━━━━━ DOCUMENT

Kristin, thanks for sharing this. He was a brilliant man in more than one arena.
Kristin, excellent post and thanks — I had not seen this. It is an interesting compendium of items that defined him, and a few that are counter to the “textbook models” of management; e.g., he was very secretive and non-inclusive in decision-making ….. not known as the best of collaborators.
Like all people touched by greatness, he had one core trait they all have: intense passion for what he did, belief, and a burning desire that fueled his drive to success. The comeback part of his story is the best part of it. The interesting thing about this for me is that this key trait of success is a DECISION we all can make, led by our passions.
The most interesting thing I learned about him this week is that when he was fired from AAPL, he would not speak to Sculley, and never spoke to him again. He also broke the mold in the case of a founding entrepreneurs and visionary coming back to lead a well-established organization.
It is a shame people like him are now generally vilified by the political class inside the Beltway ….. but that is another conversation. Hope you are well!
P.S. I positively LOVE your website. A++ to you on this and I hope to copy it and have directed others to it. Like everything with you — first class all the way.
Thanks for posting this Kristin! Steve Jobs was definitely a great leader of our time. I am intrigued by the “non-traditional business school approach” he used to leadership and the great success he had and there are also some great concepts that I too believe in and have seen work…only when the organization has the courage to really go there. Thanks! This was encouraging to me to keep leading my clients to think differently, try the “radical”, and have courage.

━━━━━━━━━━
━━━━━ ROWS

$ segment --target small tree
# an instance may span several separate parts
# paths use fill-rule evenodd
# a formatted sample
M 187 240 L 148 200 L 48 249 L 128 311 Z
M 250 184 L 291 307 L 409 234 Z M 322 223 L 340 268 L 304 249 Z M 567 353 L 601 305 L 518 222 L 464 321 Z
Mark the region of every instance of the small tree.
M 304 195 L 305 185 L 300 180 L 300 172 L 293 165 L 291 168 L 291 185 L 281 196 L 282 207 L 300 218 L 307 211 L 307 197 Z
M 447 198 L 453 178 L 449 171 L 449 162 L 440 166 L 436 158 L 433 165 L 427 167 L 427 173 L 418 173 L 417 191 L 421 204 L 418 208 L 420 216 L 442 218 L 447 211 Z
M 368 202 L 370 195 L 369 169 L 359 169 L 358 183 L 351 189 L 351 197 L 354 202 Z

━━━━━━━━━━

• SET EXERCISE:
In the comments on Steve Jobs, reproduce the part that opens with the words containing "Thanks for posting" and closes with "and have courage.", replacing "intrigued" with "fascinated". Rely solely on the text when responding.

• RESULT FOR THIS EXERCISE:
Thanks for posting this Kristin! Steve Jobs was definitely a great leader of our time. I am fascinated by the “non-traditional business school approach” he used to leadership and the great success he had and there are also some great concepts that I too believe in and have seen work…only when the organization has the courage to really go there. Thanks! This was encouraging to me to keep leading my clients to think differently, try the “radical”, and have courage.